§ Work required
Retype, character for character, the rows starting with the line that contains "Given the photograph above, report where the railroad" and going on through the line that contains "[100,136,269,180]", both included.

□ □ □ □

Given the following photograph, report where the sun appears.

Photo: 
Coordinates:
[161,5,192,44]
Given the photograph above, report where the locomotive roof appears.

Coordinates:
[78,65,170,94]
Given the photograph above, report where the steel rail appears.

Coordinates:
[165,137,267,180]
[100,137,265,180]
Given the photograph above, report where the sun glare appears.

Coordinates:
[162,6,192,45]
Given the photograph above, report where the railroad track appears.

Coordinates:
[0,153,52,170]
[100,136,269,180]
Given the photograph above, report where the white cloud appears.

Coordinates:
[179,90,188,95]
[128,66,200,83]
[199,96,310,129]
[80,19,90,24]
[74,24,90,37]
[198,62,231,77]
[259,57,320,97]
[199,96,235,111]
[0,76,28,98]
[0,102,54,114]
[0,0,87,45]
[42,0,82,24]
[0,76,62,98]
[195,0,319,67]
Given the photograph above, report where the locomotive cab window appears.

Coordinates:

□ □ □ □

§ Answer for the task
Given the photograph above, report where the railroad track appears.

Coordinates:
[0,153,52,170]
[100,136,269,180]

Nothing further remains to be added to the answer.